**AIM OF THE TASK:**
Tally how many lines of these entries hold the string "coaster". Return the number alone.

Data excerpts:
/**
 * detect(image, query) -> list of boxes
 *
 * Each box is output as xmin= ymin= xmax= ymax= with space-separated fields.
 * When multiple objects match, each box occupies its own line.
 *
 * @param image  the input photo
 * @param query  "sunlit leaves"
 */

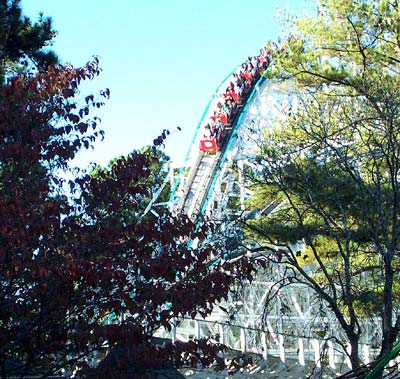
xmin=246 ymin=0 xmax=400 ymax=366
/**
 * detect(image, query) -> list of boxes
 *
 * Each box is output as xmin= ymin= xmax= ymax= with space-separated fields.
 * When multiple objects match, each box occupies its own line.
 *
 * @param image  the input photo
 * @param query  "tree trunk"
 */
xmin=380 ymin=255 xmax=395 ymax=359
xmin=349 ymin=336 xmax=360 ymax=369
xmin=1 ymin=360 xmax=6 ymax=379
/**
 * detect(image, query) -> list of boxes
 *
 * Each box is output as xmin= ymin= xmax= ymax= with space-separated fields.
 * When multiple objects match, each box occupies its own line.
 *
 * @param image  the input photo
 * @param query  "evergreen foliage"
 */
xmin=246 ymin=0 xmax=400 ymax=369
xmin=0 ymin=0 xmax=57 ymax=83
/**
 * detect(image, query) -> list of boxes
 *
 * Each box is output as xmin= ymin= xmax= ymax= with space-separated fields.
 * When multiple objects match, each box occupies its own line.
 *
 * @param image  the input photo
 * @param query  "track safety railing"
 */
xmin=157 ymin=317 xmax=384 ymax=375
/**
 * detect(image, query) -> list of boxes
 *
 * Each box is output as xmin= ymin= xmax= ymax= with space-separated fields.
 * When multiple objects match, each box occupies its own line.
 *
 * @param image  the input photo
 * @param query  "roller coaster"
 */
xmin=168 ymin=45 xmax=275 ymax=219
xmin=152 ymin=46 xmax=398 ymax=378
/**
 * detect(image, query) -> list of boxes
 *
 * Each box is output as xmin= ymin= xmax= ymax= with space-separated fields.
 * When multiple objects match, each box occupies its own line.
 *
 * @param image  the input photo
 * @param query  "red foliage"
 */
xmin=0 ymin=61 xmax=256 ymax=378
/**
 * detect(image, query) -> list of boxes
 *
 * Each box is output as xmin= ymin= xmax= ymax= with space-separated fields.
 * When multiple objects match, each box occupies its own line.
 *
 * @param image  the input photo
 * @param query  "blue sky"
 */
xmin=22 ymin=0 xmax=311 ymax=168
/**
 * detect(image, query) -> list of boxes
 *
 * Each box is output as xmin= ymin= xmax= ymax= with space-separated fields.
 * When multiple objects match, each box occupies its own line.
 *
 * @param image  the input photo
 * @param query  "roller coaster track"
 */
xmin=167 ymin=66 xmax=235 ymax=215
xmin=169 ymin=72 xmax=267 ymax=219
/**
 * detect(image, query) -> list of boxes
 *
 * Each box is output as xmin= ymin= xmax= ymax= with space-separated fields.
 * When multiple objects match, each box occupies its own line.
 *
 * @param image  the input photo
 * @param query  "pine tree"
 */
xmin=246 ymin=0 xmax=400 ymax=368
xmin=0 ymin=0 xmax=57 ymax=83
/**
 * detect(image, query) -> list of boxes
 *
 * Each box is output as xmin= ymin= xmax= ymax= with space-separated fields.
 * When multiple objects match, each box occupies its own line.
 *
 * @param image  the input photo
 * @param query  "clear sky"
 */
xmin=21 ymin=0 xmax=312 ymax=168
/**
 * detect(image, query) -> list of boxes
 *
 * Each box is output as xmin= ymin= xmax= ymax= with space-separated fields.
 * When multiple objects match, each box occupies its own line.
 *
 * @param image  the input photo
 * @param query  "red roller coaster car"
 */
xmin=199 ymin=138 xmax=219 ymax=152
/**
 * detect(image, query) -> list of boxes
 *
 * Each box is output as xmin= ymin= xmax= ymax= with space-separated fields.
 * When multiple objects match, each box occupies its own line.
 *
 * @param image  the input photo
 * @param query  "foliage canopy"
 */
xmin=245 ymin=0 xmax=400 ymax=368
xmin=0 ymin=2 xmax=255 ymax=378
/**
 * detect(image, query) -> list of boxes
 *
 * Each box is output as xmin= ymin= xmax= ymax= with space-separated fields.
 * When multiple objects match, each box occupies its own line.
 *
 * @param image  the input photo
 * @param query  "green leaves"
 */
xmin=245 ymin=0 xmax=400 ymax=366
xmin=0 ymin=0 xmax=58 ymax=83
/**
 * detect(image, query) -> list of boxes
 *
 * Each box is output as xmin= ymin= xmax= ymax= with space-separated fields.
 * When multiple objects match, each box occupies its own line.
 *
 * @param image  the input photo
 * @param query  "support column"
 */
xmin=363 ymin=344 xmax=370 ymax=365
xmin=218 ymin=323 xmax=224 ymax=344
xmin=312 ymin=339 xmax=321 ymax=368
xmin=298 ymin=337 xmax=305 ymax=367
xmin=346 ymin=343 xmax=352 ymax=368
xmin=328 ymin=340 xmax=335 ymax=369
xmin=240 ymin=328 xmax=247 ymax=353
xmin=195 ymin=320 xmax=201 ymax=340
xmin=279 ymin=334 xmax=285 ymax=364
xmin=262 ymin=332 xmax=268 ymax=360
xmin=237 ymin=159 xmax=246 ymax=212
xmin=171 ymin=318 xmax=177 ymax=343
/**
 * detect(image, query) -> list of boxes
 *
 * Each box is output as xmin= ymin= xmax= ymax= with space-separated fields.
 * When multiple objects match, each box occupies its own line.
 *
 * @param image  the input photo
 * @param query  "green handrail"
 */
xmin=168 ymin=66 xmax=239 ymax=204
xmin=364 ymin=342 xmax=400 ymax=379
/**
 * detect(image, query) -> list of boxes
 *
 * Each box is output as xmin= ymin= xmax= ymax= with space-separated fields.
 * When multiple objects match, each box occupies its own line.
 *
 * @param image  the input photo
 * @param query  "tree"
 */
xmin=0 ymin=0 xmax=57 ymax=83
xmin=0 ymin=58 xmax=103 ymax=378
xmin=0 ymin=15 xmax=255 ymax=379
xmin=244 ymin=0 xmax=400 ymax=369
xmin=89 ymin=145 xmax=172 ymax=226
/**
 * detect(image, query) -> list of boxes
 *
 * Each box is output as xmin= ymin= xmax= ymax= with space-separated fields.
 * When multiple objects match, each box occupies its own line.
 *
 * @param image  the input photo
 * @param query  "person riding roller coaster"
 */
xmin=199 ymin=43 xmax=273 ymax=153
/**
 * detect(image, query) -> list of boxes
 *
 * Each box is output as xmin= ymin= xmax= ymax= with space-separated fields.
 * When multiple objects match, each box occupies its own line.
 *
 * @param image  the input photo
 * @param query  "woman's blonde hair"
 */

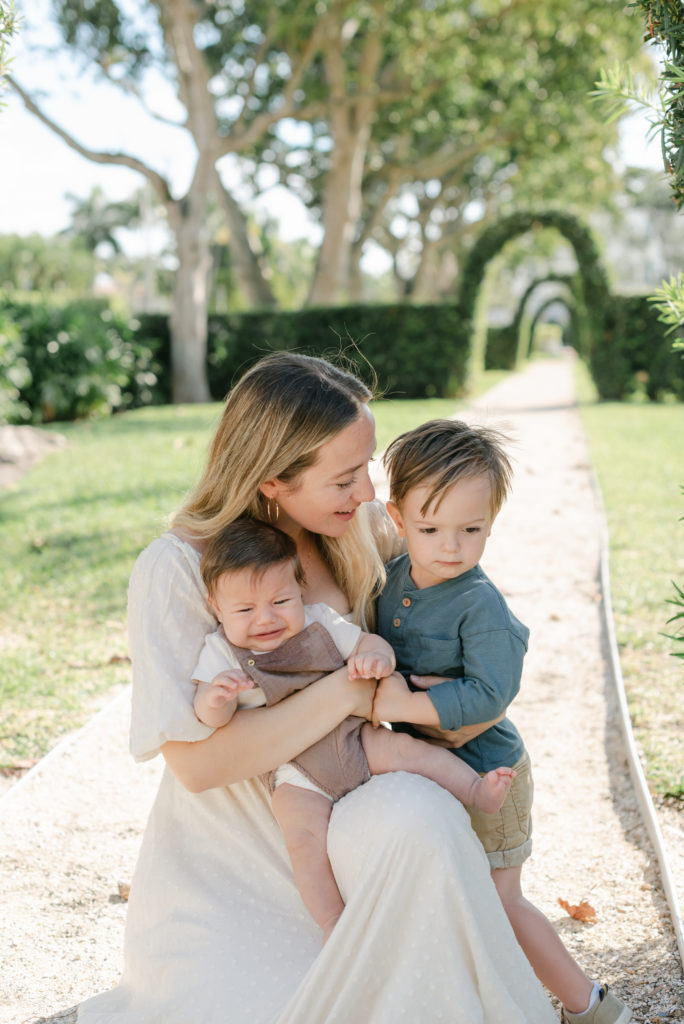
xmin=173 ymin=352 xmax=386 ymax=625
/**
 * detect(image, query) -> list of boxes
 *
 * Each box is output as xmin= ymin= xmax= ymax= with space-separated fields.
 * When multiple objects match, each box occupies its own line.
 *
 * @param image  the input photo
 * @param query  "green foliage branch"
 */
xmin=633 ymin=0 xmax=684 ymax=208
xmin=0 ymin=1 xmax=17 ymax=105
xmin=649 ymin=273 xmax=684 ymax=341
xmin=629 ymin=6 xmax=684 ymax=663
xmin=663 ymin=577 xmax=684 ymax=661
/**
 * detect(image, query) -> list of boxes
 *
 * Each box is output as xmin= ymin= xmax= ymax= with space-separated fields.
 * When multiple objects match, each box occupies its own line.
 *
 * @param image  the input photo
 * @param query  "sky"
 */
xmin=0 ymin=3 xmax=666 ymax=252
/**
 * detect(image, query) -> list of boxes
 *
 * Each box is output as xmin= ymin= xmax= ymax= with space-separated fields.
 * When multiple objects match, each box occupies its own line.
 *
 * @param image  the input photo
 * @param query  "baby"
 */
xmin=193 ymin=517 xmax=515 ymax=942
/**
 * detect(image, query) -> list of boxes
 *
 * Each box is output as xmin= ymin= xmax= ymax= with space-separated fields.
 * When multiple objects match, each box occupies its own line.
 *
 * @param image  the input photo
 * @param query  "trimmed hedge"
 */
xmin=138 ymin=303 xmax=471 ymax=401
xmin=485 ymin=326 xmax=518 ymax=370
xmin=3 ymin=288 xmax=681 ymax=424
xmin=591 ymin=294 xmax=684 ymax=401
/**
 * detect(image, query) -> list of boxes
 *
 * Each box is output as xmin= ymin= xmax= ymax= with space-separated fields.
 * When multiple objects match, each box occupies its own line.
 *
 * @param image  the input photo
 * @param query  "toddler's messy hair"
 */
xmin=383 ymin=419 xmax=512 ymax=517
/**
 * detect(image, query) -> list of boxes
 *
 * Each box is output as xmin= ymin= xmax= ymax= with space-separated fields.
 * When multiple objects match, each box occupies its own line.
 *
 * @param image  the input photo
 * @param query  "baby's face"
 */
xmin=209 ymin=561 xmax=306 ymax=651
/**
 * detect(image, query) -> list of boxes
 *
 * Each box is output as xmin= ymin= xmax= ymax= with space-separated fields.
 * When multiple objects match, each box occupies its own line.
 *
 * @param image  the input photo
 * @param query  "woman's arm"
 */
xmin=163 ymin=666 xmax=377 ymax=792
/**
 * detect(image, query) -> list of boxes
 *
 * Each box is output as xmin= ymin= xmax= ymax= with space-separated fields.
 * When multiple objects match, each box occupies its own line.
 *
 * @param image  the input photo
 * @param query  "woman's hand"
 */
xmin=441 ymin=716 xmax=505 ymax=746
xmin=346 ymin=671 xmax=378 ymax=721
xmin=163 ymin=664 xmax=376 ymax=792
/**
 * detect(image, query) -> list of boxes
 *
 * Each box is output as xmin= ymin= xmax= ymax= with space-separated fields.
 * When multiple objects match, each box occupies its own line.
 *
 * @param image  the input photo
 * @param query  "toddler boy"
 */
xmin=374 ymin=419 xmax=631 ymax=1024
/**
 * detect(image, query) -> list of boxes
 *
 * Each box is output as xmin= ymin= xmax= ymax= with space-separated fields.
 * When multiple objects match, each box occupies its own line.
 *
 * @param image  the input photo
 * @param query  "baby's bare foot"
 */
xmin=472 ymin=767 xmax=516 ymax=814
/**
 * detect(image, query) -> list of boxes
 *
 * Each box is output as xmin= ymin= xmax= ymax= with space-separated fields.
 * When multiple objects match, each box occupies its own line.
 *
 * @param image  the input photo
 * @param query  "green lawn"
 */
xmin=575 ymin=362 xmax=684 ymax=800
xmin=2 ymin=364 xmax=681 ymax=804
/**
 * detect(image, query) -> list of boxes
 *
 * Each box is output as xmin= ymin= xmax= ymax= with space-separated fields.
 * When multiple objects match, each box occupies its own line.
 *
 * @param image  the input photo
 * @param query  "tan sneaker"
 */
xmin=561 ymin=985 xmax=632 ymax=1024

==

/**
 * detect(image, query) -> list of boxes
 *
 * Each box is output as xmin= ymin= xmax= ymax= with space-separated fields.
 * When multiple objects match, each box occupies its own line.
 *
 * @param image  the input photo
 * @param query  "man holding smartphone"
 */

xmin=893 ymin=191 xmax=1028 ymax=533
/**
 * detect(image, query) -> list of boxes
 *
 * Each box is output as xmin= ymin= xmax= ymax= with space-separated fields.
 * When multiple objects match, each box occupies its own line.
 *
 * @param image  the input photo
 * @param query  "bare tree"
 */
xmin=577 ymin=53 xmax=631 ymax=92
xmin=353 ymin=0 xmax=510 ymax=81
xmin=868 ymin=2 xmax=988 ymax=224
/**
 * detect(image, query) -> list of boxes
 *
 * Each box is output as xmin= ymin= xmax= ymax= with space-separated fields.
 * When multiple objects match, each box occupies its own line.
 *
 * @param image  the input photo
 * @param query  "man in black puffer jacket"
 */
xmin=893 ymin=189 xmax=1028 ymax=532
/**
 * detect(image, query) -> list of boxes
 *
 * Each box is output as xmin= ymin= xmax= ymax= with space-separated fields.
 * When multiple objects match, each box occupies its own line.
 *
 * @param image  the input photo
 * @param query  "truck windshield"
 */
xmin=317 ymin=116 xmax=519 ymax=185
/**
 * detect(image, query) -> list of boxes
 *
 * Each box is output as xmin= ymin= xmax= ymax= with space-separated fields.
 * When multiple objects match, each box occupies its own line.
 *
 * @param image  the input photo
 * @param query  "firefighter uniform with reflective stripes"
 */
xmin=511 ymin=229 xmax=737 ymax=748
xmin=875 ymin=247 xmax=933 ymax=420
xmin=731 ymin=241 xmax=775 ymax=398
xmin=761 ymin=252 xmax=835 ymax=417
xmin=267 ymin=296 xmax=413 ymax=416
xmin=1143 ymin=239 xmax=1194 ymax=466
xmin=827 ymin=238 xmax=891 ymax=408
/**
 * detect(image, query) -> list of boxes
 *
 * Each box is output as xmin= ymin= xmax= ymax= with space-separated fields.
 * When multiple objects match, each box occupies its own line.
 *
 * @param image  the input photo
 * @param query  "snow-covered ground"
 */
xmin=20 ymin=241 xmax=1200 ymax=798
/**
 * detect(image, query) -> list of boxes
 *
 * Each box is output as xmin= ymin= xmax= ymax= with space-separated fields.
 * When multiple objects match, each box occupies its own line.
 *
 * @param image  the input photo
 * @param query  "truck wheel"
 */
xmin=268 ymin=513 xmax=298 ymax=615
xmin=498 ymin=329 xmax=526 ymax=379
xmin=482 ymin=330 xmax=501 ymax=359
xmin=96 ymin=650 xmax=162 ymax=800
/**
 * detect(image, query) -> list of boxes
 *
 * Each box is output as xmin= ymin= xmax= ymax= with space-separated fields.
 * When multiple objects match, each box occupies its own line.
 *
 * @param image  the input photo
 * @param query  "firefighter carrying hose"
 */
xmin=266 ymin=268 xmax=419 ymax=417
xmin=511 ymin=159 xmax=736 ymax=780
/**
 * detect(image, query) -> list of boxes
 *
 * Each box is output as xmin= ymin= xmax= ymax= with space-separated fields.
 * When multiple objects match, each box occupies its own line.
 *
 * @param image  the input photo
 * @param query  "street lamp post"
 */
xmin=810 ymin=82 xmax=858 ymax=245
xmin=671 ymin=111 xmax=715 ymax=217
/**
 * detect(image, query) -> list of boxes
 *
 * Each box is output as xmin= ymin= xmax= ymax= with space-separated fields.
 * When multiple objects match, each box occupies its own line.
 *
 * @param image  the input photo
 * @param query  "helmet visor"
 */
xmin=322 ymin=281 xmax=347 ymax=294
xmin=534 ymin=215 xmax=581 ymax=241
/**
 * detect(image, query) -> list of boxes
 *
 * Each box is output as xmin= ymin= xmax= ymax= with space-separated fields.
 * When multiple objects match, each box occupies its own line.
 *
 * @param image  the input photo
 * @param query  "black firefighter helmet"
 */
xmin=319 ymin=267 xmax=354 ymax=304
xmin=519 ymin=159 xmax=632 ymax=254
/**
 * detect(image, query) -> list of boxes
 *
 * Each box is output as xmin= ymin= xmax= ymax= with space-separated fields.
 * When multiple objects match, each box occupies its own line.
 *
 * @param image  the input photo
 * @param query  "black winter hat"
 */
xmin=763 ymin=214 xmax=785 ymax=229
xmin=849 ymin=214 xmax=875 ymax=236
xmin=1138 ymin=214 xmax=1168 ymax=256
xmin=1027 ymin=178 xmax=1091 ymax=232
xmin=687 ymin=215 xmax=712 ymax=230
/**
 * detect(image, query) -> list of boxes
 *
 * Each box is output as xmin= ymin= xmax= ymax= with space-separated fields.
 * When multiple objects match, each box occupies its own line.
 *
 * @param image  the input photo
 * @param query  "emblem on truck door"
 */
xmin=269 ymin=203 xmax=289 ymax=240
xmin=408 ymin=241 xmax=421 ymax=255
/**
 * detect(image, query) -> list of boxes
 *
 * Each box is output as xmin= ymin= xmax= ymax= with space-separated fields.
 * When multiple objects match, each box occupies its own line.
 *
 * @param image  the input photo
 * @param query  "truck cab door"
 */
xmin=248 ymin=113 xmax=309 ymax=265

---

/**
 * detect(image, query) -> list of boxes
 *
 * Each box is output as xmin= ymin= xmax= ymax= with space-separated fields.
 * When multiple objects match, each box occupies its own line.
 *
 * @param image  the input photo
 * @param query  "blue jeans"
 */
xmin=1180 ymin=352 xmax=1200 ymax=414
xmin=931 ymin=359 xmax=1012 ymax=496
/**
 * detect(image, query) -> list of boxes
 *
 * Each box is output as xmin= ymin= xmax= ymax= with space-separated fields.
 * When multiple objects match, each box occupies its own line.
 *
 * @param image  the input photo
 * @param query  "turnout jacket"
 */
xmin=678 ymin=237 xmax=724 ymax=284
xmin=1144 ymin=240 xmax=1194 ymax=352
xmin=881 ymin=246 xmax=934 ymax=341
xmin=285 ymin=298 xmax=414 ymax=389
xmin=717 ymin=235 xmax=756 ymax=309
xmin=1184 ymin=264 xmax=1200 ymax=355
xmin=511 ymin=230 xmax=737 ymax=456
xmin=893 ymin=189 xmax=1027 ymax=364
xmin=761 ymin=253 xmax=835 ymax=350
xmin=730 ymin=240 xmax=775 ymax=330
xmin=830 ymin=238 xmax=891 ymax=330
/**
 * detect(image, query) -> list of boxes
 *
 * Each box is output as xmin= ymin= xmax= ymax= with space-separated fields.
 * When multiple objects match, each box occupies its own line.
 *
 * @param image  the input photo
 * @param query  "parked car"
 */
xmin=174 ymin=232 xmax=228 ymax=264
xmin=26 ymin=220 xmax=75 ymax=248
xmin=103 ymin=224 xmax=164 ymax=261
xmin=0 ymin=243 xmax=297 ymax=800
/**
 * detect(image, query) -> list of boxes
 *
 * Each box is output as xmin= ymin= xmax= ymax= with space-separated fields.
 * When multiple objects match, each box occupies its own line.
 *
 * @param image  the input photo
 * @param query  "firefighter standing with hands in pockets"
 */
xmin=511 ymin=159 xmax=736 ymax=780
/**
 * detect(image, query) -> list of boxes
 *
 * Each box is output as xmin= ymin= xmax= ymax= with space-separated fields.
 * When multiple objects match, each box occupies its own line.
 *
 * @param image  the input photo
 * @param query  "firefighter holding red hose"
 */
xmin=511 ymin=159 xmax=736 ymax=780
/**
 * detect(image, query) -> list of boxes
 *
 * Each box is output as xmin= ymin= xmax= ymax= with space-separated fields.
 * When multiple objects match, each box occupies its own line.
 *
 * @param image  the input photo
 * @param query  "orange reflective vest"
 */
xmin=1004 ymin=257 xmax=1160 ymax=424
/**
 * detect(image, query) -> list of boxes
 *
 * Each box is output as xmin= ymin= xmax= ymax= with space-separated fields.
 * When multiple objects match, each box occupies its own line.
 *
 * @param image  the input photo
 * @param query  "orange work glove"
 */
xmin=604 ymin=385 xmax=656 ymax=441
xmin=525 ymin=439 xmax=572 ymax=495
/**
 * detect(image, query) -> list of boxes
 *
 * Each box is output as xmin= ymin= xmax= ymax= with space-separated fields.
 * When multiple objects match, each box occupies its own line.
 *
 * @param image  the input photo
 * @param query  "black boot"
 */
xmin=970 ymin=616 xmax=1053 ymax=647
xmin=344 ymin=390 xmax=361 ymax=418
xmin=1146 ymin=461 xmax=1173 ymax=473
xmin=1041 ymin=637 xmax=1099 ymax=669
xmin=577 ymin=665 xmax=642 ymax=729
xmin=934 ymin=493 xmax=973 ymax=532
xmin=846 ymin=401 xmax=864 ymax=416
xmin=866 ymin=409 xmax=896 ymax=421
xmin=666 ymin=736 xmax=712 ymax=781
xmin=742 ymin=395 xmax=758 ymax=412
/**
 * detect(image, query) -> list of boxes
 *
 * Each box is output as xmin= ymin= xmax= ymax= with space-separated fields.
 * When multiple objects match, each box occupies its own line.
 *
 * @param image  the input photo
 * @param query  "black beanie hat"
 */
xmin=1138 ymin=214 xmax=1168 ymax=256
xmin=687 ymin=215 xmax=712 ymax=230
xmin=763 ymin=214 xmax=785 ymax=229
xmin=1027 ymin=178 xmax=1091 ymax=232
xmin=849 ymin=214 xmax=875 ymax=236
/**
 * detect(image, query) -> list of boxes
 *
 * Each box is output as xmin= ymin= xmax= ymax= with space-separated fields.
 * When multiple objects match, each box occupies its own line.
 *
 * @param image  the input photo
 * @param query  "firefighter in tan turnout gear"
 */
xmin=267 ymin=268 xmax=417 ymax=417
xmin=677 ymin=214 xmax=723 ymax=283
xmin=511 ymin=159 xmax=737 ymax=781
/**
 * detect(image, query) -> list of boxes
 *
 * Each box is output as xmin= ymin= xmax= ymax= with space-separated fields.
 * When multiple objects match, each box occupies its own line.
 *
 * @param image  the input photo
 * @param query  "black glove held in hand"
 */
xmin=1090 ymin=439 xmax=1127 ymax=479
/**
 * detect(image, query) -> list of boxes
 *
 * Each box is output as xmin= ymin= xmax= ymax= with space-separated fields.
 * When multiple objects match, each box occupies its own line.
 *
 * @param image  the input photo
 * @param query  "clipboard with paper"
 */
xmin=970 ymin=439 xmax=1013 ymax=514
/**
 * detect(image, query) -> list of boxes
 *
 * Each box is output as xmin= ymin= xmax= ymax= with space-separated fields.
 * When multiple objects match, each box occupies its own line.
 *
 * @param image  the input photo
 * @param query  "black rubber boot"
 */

**WORKED SOLUTION:**
4